Trecho do texto
━━━━━━━━━━
A direção de Emerald Fennell utiliza os elementos visuais para evidenciar os diferentes climas da estória. Para isso, situa as cenas sombrias à noite e o romance de dia. Mas, ela vai além desse recurso tradicional, e trabalha, também, os cenários e os objetos de cena. Por exemplo, quando Cassandra engata um namoro com o ex-colega, há um plano em que há uma espécie de quadro em forma de uma moeda em segundo plano, para mostrar que ela é uma mulher que tem seu valor.
Mais tarde, ela confronta uma colega de classe que acobertou o que se passou com sua amiga. Na cena, Cassandra está sentada no centro de um sofá de três lugares. O enquadramento é perfeitamente alinhado, e o encosto do sofá se assemelha a asas atrás da protagonista. Em contraponto, à sua frente está a colega Madison (Alison Brie), num plano onde tudo está bagunçado. Com isso, sabemos que Cassandra está equilibrada e confiante que obterá o que precisa saber da vulnerável Madison.
━━━━━━━━━━
Registros brutos
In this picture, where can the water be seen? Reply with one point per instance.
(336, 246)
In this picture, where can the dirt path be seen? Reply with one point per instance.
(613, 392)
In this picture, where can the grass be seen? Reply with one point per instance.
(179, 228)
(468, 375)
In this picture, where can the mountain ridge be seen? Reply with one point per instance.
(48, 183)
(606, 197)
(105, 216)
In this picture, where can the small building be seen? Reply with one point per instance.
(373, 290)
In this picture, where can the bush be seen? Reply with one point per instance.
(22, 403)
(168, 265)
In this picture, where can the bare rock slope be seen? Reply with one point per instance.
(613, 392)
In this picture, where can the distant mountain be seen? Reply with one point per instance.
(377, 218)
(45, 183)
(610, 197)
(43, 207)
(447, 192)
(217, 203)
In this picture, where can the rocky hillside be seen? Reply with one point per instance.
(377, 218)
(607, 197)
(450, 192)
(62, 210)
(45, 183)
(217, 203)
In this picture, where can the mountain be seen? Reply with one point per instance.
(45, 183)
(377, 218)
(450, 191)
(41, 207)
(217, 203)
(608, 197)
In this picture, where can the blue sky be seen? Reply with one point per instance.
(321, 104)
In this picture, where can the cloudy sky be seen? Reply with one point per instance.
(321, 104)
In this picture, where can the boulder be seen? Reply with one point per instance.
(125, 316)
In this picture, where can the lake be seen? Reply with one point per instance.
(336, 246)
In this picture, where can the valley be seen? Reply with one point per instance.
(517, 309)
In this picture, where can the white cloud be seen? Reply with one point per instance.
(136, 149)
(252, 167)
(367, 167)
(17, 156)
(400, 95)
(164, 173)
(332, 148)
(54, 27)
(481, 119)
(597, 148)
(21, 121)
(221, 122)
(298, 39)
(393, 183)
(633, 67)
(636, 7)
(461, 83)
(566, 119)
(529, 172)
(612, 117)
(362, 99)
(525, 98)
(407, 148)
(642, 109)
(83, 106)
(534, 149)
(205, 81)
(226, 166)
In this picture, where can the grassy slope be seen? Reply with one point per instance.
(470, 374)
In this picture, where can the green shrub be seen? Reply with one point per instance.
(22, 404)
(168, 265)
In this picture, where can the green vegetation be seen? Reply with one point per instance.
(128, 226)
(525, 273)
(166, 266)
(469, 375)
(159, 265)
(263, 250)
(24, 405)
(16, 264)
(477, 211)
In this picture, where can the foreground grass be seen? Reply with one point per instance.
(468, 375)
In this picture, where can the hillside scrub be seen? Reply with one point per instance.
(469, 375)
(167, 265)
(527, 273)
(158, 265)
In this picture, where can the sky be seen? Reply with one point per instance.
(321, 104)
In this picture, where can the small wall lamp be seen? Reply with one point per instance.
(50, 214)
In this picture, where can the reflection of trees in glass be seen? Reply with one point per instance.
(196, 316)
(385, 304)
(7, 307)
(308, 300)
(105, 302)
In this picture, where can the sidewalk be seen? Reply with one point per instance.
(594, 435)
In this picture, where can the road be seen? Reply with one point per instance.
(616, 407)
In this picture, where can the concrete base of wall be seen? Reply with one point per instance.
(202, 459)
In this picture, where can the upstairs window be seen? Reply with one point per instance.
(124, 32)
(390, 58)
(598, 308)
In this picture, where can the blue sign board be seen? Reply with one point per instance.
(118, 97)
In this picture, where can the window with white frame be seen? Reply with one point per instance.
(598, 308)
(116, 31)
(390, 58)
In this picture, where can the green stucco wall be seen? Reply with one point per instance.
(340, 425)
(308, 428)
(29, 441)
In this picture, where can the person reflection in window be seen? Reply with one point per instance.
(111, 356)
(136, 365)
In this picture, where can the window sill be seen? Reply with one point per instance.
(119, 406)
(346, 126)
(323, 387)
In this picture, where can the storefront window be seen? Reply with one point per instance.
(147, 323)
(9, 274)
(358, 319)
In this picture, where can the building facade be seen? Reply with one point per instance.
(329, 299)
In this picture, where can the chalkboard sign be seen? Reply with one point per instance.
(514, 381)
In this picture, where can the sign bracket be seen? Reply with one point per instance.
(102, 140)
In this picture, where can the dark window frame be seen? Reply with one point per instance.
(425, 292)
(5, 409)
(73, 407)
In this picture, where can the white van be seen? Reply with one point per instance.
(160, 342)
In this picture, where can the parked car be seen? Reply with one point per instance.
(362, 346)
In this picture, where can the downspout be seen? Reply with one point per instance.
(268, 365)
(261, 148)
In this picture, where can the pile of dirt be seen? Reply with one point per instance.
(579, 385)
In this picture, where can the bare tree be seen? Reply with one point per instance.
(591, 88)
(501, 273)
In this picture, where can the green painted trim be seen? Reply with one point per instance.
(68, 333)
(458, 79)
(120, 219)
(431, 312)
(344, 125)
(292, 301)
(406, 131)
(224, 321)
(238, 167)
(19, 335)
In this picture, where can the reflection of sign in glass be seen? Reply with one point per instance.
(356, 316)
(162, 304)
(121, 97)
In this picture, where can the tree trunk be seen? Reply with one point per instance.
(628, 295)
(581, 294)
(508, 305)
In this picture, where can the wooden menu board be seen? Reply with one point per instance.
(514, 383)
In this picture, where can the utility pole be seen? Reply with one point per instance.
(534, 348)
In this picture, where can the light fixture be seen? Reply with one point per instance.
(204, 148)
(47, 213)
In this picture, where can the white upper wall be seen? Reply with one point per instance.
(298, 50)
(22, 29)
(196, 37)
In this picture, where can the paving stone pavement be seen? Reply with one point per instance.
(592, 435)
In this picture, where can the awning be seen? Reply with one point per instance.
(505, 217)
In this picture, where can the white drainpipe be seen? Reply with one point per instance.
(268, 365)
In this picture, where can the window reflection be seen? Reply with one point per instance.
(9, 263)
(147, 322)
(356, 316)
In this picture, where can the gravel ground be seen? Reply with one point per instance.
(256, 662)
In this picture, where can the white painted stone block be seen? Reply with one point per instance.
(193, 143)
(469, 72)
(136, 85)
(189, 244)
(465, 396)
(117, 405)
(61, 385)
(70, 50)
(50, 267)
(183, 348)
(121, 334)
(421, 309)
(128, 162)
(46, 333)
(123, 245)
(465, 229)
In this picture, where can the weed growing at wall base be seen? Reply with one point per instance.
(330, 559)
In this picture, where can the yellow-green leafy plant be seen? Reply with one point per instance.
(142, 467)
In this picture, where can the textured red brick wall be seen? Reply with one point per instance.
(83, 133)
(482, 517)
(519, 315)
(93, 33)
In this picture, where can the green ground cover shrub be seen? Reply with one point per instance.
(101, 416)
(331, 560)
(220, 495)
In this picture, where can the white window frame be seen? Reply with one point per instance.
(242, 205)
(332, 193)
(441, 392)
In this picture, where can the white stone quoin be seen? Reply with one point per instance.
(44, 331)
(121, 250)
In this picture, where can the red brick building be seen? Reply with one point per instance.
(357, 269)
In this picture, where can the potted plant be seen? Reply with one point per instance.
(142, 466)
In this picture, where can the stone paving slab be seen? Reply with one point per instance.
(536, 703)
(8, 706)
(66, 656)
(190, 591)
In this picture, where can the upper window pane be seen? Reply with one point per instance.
━━━━━━━━━━
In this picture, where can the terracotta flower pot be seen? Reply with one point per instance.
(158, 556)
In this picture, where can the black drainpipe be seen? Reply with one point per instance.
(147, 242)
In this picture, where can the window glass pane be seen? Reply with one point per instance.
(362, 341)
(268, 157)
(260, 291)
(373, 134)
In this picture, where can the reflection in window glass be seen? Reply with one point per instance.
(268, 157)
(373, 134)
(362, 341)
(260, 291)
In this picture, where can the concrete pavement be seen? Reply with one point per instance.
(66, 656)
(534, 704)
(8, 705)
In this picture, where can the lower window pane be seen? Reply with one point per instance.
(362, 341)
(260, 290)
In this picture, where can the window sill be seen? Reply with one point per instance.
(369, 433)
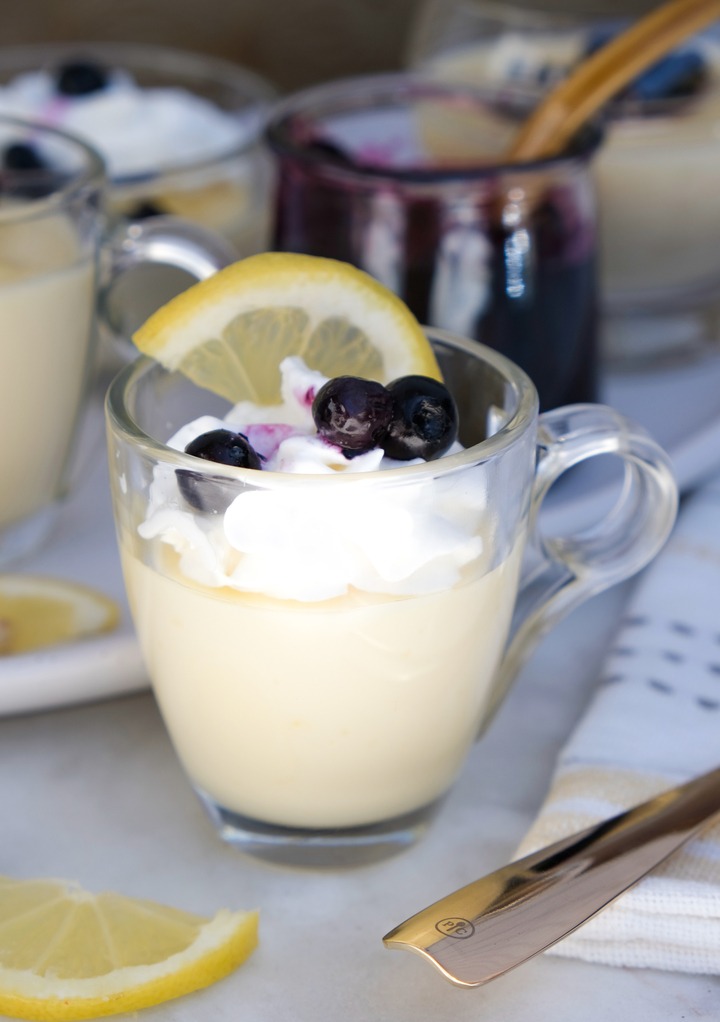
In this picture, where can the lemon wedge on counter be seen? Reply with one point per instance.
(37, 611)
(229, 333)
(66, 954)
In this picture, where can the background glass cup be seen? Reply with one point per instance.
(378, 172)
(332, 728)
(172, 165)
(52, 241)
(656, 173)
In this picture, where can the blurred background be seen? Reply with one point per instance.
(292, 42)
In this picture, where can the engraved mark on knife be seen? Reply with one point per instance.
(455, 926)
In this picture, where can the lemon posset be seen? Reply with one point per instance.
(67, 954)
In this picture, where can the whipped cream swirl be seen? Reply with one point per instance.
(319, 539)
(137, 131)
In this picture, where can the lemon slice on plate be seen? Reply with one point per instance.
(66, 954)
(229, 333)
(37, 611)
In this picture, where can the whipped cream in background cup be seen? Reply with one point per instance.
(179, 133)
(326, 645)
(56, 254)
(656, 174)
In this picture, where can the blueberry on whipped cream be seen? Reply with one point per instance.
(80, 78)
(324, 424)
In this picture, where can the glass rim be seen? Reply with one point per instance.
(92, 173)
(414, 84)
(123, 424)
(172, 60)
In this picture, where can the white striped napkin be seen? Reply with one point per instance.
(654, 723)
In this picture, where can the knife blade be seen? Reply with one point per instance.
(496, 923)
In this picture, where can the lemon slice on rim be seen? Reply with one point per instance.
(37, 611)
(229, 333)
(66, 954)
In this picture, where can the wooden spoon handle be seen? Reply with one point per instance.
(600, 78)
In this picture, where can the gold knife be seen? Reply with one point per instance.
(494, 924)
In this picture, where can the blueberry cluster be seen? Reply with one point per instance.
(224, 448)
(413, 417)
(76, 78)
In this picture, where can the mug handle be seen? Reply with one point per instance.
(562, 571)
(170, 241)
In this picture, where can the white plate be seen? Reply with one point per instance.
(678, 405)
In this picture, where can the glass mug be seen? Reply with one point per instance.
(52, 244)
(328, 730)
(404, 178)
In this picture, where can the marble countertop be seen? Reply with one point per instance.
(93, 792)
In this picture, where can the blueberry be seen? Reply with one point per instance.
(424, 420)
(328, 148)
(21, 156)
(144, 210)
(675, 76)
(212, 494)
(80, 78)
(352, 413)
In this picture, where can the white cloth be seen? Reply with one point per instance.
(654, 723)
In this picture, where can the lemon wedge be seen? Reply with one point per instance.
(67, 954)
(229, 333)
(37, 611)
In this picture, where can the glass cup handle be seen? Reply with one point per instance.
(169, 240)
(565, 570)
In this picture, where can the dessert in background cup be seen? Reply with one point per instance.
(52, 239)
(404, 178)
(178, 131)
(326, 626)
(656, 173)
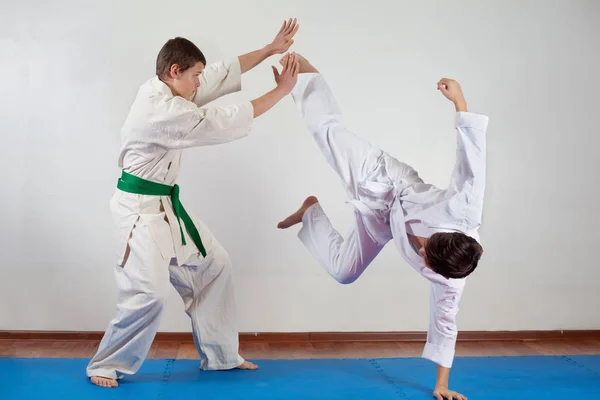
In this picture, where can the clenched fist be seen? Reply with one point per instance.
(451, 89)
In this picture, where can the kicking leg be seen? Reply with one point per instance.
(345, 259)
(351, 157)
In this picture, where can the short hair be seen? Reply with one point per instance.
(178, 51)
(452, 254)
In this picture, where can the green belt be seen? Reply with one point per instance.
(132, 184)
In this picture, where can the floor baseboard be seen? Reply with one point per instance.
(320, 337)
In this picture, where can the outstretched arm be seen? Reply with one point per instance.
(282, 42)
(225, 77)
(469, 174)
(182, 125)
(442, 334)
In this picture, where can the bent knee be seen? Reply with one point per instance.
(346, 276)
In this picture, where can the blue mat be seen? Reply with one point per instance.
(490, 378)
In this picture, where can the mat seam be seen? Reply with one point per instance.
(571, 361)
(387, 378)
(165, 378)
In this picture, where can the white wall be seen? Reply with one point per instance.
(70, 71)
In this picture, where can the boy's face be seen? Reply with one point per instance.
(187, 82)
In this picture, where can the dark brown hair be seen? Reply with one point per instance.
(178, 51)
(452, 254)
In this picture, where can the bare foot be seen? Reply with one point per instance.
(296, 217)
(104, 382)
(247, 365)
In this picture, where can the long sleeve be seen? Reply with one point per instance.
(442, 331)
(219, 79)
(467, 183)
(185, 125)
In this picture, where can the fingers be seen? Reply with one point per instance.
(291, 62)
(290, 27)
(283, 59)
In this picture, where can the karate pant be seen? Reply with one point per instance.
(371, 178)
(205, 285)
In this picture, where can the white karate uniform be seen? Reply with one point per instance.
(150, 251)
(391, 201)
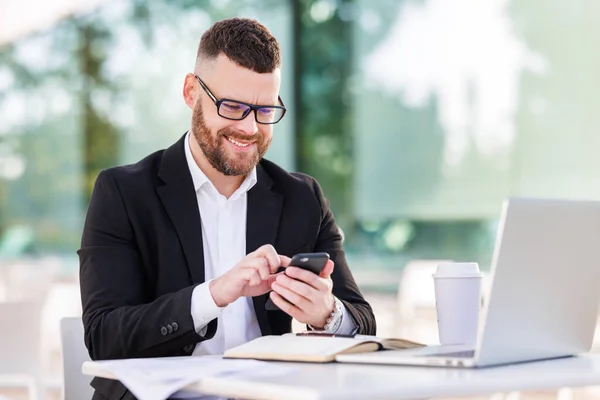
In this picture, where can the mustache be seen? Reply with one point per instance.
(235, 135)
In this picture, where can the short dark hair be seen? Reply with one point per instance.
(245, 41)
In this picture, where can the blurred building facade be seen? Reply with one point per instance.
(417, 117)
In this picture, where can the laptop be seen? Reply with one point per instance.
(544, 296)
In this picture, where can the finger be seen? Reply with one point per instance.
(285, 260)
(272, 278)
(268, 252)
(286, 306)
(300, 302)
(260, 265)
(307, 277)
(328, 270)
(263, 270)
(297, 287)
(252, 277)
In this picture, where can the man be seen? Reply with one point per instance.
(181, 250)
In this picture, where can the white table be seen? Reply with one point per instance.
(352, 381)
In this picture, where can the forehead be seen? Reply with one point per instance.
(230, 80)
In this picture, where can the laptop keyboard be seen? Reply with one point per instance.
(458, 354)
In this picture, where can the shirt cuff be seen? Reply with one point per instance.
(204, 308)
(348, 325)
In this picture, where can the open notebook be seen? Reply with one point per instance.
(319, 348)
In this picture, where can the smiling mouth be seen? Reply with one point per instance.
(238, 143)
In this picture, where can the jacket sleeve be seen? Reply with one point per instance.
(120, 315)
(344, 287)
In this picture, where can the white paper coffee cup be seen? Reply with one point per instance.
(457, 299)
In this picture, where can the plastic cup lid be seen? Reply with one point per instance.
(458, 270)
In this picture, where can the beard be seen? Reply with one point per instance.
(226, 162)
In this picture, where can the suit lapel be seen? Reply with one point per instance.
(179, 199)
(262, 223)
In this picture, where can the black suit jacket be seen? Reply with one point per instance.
━━━━━━━━━━
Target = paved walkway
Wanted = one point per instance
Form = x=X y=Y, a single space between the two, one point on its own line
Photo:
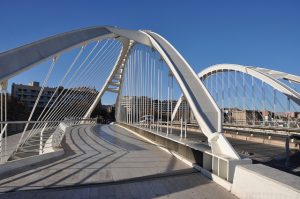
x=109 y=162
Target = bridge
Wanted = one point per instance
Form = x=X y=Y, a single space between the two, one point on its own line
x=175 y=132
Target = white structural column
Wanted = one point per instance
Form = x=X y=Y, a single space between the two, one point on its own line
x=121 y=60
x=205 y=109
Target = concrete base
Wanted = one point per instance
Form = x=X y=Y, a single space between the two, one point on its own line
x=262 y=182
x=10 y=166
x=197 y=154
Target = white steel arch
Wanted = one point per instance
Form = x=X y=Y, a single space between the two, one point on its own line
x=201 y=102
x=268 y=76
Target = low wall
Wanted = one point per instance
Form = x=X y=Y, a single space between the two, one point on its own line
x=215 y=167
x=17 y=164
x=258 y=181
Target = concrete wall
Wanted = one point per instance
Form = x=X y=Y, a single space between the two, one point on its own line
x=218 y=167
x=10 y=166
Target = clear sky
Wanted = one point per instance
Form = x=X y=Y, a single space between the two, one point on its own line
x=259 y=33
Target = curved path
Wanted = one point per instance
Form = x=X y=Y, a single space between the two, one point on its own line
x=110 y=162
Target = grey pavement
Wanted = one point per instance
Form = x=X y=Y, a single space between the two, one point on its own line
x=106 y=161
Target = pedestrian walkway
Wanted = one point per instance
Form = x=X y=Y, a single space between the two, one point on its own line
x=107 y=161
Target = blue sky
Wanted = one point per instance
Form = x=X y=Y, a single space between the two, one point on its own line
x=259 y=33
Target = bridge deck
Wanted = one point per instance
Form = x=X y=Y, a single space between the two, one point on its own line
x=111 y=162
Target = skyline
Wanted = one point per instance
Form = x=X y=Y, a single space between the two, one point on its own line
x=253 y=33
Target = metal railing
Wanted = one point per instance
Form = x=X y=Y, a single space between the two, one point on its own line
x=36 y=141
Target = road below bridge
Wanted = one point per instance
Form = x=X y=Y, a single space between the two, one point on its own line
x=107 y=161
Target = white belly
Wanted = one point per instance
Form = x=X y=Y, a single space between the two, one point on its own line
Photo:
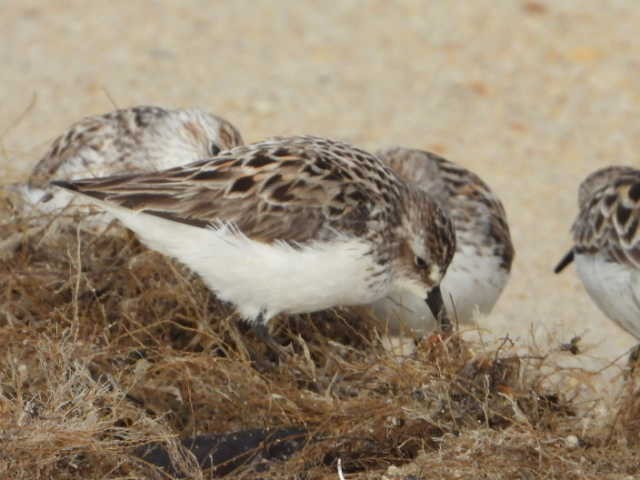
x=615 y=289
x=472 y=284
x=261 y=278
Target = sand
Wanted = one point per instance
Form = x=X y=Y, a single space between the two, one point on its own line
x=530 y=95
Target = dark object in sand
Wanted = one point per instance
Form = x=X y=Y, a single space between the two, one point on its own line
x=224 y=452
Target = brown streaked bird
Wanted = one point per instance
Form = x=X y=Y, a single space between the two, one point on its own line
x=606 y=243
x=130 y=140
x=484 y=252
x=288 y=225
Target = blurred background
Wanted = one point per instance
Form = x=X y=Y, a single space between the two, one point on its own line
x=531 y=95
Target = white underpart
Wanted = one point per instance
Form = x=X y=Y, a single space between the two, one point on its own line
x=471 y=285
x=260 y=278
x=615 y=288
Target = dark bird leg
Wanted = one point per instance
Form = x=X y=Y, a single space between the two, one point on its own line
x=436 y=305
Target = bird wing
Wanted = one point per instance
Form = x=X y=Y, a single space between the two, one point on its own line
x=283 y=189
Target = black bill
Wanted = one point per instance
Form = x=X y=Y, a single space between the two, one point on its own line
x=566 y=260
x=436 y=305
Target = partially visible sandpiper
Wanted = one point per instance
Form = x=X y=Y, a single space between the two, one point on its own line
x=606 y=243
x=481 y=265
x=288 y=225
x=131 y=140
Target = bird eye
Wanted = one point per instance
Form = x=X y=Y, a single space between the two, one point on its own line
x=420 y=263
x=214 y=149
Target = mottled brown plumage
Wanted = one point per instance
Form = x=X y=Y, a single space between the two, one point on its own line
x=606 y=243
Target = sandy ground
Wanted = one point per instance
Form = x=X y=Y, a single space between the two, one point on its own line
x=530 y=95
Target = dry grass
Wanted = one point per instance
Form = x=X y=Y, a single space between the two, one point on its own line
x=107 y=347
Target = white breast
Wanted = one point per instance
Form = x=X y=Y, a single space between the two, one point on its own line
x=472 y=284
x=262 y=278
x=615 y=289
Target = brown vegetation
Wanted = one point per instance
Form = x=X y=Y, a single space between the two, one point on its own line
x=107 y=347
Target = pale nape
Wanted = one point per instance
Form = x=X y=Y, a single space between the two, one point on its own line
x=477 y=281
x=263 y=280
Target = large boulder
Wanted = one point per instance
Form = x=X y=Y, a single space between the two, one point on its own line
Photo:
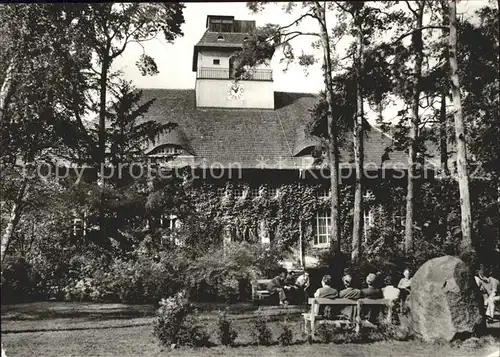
━━━━━━━━━━
Instruções de trabalho
Dê continuidade ao texto sobre a direção de Emerald Fennell a partir da última frase apresentada. As entradas não têm relação alguma com o texto sobre a direção de Emerald Fennell.

Resposta da tarefa
Spoilers adiante
É necessário quebrar parte da surpresa de Bela Vingança para falarmos do seu tema principal. Afinal, Cassandra fica totalmente transtornada ao descobrir que sua amiga foi vítima de um estupro coletivo, e isso acabou arruinando a vida dela, até levando à morte. Por isso, sua vingança contra os envolvidos será muito além das lições de moral que ela vinha praticando até então. Agora, o lance é mais brutal. E, nos fará lembrar de outras enfermeiras letais, como a de Daryl Hannah em Kill Bill Volume 1 (2003) ou a de Eihi Shiina em Audição (1999).
Apesar do tema, Bela Vingança não ignora a vulnerabilidade física da mulher. Por isso, o desfecho é uma surpresa. Após uma cena aterrorizante, a conclusão dá uma virada daquelas que fazem o público aplaudir nos cinemas. Além disso, ainda, coloca a cereja no bolo ao alfinetar os machistas com a ideia de que as mulheres podem ser mais frágeis, mas são mais inteligentes.
Obs: assistimos ao filme numa sessão de screening virtual da THR.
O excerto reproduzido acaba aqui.